(Shape annotation material)

»»

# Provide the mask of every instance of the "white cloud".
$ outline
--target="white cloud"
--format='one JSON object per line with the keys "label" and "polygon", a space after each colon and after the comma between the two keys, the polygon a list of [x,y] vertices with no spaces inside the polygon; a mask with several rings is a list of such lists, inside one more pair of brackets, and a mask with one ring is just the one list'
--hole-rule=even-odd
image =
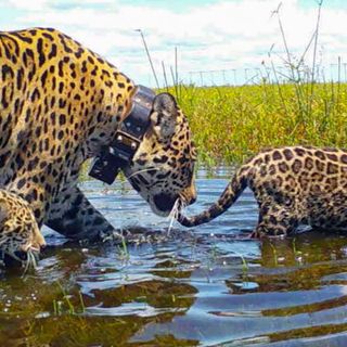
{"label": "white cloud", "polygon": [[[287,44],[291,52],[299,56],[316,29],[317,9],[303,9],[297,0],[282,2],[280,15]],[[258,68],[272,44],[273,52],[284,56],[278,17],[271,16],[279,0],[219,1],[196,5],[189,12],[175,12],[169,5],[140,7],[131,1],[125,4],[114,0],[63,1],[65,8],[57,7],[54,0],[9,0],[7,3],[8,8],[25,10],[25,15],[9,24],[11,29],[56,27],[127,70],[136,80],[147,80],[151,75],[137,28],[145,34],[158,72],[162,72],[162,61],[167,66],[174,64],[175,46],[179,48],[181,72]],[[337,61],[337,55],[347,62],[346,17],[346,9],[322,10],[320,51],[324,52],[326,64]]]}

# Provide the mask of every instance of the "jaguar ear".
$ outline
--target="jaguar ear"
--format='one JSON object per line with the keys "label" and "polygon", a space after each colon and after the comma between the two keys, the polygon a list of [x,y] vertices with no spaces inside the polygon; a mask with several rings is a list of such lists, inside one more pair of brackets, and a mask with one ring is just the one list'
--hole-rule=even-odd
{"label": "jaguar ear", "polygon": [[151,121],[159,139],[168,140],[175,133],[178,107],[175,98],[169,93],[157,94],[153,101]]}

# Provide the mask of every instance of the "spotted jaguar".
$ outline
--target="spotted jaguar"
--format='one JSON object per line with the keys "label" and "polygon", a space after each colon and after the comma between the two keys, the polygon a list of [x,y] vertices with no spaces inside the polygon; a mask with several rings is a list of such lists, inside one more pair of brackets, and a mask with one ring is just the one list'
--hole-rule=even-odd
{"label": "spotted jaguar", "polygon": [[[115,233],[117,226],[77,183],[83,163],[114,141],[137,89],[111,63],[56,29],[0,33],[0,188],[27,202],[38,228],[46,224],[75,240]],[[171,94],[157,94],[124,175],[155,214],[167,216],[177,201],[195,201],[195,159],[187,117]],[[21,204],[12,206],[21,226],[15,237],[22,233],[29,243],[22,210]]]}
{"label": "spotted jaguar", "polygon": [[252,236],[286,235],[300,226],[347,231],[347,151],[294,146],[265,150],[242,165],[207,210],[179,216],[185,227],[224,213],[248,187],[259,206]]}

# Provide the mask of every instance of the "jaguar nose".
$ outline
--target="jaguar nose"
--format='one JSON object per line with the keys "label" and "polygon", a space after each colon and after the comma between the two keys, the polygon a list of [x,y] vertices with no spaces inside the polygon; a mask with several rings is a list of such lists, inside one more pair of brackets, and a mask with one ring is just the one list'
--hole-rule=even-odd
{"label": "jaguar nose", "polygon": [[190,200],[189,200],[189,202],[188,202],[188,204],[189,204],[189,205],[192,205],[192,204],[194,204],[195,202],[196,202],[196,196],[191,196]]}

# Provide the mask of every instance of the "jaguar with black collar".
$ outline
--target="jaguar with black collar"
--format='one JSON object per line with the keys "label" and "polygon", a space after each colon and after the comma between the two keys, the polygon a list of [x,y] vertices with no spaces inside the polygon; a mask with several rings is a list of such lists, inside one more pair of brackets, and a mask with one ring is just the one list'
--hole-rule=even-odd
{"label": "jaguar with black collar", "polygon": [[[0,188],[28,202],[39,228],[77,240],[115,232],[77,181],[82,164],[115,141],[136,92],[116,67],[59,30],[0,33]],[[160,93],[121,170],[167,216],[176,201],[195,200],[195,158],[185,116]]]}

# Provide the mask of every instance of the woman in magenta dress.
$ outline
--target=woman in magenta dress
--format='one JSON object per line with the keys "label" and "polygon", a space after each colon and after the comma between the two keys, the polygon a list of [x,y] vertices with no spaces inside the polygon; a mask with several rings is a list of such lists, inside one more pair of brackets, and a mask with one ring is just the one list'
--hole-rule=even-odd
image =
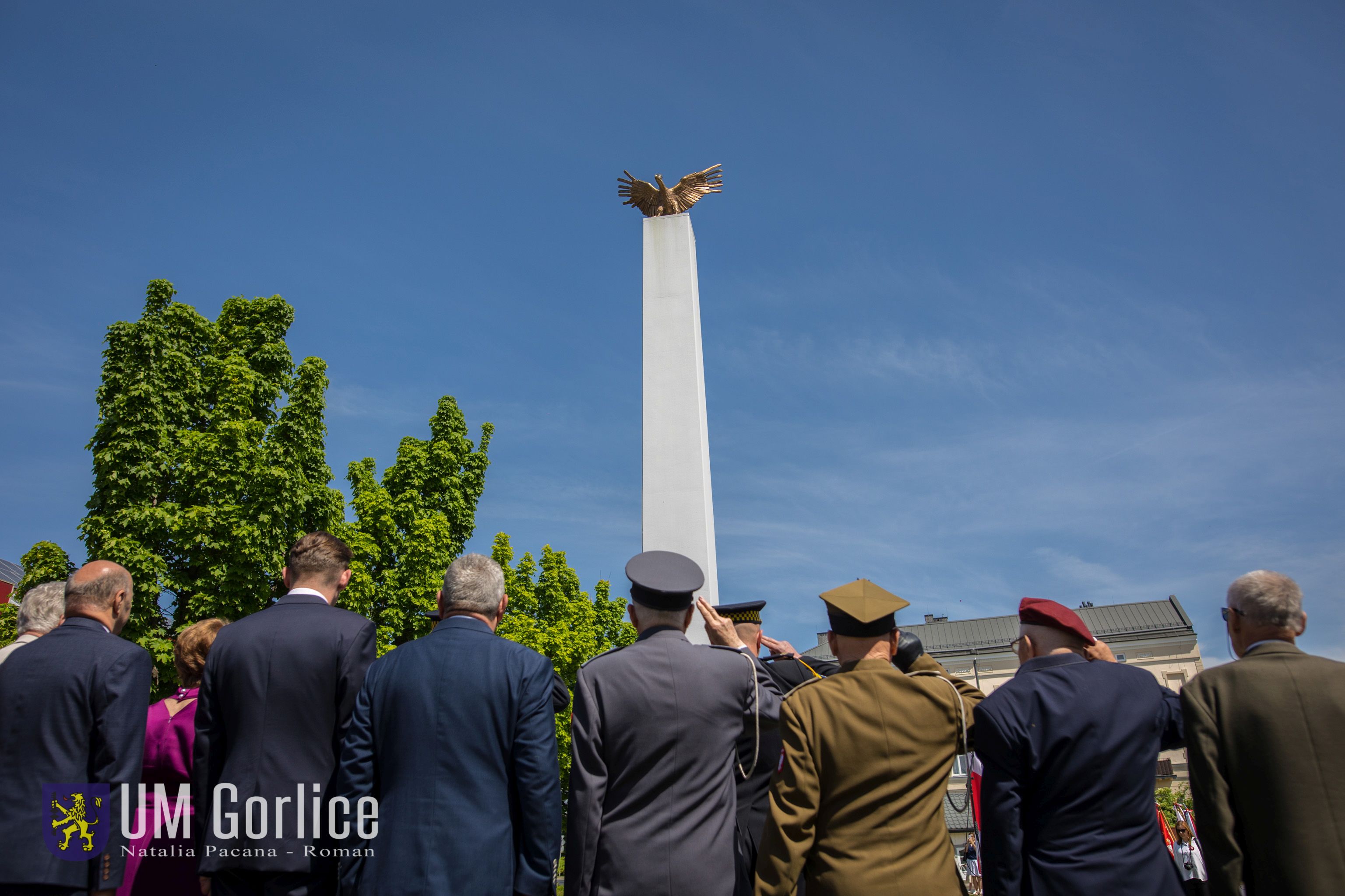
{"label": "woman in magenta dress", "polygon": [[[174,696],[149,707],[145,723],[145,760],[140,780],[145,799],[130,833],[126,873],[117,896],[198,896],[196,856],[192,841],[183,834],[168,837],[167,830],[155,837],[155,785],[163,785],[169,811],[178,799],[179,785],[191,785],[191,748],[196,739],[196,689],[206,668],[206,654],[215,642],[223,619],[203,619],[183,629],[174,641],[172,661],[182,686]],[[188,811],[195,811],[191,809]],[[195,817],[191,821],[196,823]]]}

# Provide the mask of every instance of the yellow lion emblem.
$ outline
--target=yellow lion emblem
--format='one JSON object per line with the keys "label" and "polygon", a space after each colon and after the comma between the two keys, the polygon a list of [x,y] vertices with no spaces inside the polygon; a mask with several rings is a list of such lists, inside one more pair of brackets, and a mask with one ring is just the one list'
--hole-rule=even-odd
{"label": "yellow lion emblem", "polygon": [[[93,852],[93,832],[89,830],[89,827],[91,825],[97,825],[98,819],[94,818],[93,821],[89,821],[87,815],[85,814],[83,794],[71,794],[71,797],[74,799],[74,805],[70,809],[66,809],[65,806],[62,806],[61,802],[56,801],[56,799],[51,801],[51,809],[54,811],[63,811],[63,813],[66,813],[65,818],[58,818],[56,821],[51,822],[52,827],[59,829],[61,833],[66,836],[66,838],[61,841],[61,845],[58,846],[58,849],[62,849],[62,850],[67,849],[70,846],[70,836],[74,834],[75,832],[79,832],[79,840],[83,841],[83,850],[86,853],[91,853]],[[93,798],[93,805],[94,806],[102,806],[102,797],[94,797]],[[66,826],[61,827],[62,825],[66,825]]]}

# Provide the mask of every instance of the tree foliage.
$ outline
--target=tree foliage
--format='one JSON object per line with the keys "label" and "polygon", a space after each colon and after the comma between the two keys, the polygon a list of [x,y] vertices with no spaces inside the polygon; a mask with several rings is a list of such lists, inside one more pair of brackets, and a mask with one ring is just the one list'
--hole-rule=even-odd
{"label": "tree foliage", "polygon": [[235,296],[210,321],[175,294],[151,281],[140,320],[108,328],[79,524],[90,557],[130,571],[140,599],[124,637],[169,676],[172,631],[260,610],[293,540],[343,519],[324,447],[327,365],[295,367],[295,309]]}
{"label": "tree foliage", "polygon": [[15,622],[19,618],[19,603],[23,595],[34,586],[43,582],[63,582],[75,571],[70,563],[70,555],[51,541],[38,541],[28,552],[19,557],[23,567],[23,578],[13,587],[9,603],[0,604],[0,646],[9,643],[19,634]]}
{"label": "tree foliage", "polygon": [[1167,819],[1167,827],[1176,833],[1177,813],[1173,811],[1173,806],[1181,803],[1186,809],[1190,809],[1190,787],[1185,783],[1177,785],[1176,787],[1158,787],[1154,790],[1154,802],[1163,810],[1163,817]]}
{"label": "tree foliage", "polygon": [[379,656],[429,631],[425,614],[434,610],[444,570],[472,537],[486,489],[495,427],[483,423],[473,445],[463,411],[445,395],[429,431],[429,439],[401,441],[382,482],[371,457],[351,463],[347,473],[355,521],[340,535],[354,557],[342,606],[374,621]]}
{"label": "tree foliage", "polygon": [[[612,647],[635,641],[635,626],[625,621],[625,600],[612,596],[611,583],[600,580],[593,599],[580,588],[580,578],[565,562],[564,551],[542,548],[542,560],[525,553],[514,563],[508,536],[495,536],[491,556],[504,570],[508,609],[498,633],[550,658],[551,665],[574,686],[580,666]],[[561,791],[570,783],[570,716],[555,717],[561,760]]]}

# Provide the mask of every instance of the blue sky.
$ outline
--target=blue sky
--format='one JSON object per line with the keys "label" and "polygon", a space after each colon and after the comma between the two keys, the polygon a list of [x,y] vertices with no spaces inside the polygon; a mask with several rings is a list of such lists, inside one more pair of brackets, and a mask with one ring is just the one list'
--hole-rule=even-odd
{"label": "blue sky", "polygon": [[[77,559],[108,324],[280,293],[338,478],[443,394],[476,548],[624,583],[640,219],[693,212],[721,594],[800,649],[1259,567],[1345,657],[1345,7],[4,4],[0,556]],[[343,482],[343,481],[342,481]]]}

««
»»

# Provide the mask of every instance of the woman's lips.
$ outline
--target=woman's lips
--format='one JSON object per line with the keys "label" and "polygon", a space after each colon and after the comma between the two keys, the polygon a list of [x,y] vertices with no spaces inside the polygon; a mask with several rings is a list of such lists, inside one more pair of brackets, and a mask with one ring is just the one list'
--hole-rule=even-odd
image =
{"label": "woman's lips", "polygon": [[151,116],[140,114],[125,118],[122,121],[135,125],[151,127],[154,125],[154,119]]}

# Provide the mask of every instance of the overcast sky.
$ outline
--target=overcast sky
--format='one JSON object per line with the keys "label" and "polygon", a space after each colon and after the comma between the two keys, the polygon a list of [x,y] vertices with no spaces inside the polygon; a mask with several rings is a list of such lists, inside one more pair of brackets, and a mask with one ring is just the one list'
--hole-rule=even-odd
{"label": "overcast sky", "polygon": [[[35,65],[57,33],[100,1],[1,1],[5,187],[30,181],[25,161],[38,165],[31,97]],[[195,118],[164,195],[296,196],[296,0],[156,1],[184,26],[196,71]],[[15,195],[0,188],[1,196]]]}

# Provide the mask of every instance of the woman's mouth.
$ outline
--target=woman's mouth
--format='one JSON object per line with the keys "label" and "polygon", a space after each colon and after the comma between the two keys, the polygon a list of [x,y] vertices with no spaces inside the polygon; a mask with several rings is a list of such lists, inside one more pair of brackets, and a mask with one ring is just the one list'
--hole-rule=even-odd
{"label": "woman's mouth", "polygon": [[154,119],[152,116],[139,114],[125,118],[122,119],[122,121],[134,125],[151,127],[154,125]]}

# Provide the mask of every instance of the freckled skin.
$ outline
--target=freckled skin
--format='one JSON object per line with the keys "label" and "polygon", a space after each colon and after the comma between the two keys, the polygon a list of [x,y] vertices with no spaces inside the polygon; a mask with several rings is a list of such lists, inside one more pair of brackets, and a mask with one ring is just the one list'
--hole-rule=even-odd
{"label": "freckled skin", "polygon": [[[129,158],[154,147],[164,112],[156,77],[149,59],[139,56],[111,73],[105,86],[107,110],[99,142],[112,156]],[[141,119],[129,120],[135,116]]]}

««

Can you reproduce, character for character, the lines of the material from the line containing "# Provide the mask of every instance of the blue" through the line containing "--target=blue sky", including both of those lines?

# Provide the mask of every instance of the blue sky.
$ outline
--target=blue sky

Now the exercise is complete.